** Opening Given information block **

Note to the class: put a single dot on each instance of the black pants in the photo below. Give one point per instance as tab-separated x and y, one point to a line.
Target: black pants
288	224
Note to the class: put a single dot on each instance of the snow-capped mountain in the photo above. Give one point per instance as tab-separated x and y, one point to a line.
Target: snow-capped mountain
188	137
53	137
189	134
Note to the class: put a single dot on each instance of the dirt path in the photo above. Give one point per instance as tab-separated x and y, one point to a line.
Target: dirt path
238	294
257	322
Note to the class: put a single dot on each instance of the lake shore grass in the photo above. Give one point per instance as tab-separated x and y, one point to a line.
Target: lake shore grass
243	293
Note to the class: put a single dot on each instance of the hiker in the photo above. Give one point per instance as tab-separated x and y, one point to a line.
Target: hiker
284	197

** Closing Given information block **

[What the exercise asks]:
Copy all lines of the listing above that contain the string "point".

[Result of this task]:
Note to the class: put a single dot on each instance of the black pants in the photo below. Give one point per instance as tab-separated x and y, one point to a line.
Note to the class: put a single dot on each instance of the snow-capped mountain in the photo above. Give one point per instance as tab-separated x and y, one point to a line.
Note to the class: put a single dot on each instance of the dirt path in the photo above. Give one point per instance as tab-separated x and y, one point to a line.
Note to the class: put a single dot on each instance of the lake shore grass in the photo above. Give one point per instance as tab-separated x and y, one point to a line.
Note to the class: put a single dot on each instance of the hiker in the photo above. Give one point per instance as tab-separated x and y, one point to a line.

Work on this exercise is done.